Every entry must be repeated exactly in the answer.
______
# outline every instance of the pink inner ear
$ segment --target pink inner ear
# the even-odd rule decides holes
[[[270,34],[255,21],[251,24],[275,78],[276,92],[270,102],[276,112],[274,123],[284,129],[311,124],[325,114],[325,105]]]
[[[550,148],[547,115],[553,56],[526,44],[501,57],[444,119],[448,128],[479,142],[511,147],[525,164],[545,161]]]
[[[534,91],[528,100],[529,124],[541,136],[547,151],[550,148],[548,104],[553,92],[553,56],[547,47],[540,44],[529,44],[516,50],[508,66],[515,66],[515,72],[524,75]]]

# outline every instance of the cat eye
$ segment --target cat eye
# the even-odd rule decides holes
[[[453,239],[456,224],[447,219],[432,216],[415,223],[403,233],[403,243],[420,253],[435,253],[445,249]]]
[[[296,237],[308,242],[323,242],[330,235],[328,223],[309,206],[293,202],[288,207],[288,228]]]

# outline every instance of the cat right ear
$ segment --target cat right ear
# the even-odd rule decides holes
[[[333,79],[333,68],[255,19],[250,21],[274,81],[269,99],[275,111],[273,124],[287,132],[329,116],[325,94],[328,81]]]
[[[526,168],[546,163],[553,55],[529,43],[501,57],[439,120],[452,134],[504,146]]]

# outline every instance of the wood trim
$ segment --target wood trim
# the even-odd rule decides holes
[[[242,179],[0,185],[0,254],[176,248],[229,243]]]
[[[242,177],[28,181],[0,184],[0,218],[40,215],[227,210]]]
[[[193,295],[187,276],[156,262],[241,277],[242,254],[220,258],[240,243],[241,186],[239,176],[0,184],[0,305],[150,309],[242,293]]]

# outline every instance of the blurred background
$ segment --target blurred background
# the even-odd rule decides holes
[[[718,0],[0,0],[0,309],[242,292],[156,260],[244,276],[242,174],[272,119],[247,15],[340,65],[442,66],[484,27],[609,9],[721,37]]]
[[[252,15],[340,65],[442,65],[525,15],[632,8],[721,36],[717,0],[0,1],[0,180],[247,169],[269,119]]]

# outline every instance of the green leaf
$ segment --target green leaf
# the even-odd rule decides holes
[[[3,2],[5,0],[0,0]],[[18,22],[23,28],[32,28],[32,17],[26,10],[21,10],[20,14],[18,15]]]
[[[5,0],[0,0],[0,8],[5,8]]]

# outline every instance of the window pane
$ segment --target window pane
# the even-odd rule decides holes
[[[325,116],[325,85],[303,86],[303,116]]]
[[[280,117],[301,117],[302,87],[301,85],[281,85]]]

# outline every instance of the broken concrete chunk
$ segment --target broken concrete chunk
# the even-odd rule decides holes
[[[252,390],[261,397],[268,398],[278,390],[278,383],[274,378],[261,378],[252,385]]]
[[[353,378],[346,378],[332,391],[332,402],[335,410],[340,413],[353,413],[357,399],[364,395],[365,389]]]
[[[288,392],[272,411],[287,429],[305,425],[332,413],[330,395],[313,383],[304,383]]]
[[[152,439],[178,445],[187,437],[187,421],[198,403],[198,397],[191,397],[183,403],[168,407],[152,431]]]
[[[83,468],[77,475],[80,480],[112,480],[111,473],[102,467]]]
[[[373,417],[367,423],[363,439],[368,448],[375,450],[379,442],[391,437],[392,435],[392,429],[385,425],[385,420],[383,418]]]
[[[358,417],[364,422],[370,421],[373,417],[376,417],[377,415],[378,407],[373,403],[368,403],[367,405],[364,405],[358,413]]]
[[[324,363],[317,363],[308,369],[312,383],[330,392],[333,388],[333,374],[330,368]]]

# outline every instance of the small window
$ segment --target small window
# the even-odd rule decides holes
______
» RESULT BELOW:
# outline every instance of the pink inner ear
$ segment --target pink inner ear
# the even-odd rule decides holes
[[[270,34],[255,21],[251,24],[275,78],[276,92],[270,102],[276,112],[274,123],[284,129],[311,124],[325,114],[325,105]]]
[[[550,148],[547,115],[553,56],[526,44],[501,57],[444,119],[448,128],[479,142],[511,147],[525,164],[545,161]]]
[[[534,91],[528,100],[529,124],[541,136],[547,151],[550,148],[548,104],[553,92],[553,56],[547,47],[540,44],[529,44],[516,50],[508,66],[515,66],[515,72],[524,75]]]

# outline every instance of the cat eye
$ segment --target cat eye
# the even-odd rule decides holes
[[[453,239],[456,224],[447,219],[432,216],[415,223],[403,233],[403,243],[420,253],[435,253],[445,249]]]
[[[296,237],[308,242],[323,242],[330,235],[328,223],[309,206],[293,202],[288,207],[288,228]]]

# outline every instance of the cat right ear
$ segment --target cat right ear
# the even-odd rule decides holes
[[[333,79],[333,68],[255,19],[250,21],[274,81],[269,99],[275,111],[273,124],[287,132],[329,116],[325,94],[328,81]]]
[[[526,168],[546,163],[553,55],[529,43],[501,57],[439,120],[452,134],[504,146]]]

# outline every instance of the wood trim
$ segment --target wood trim
# the even-odd rule decides holes
[[[242,179],[0,185],[0,254],[176,248],[229,243]]]
[[[242,177],[28,181],[0,184],[0,218],[40,215],[227,210]]]
[[[193,295],[187,276],[156,262],[241,277],[242,254],[220,258],[240,243],[241,186],[239,176],[0,184],[0,305],[150,309],[242,293]]]

# outline every instance of the blurred background
$ segment --target blurred background
# the even-odd rule decides holes
[[[718,0],[0,0],[0,309],[242,292],[156,260],[244,276],[242,174],[272,119],[247,15],[340,65],[442,66],[484,27],[609,9],[721,37]]]
[[[252,15],[340,65],[442,65],[525,15],[632,8],[721,36],[717,0],[0,1],[0,180],[247,169],[269,119]]]

# outline every instance of the green leaf
$ segment --target green leaf
# the even-odd rule decides holes
[[[3,2],[5,0],[0,0]],[[18,22],[23,28],[32,28],[32,17],[26,10],[21,10],[20,14],[18,15]]]
[[[5,0],[0,0],[0,8],[5,8]]]

# outline every instance of the window pane
$ segment --target window pane
# the even-odd rule decides holes
[[[325,116],[325,85],[303,86],[303,116]]]
[[[280,117],[301,117],[302,87],[301,85],[281,85]]]

# outline every instance of the broken concrete chunk
$ segment --target broken concrete chunk
# the even-odd rule decides holes
[[[252,390],[261,397],[268,398],[278,390],[278,383],[274,378],[261,378],[252,385]]]
[[[353,378],[346,378],[332,391],[332,402],[335,410],[340,413],[353,413],[357,399],[364,395],[365,389]]]
[[[288,392],[272,411],[287,429],[305,425],[332,413],[330,395],[313,383],[304,383]]]
[[[152,439],[178,445],[187,437],[187,421],[198,403],[198,397],[191,397],[183,403],[168,407],[152,431]]]
[[[83,468],[77,475],[80,480],[112,480],[111,473],[102,467]]]
[[[373,417],[367,423],[363,439],[368,448],[375,450],[379,442],[391,437],[392,435],[392,429],[385,425],[385,420],[383,418]]]
[[[358,417],[364,422],[370,421],[373,417],[376,417],[377,415],[378,407],[373,403],[368,403],[367,405],[364,405],[358,413]]]
[[[324,363],[317,363],[308,369],[312,383],[330,392],[333,388],[333,374],[330,368]]]

# outline every instance of the small window
$ segment --target small window
# the even-odd rule decides holes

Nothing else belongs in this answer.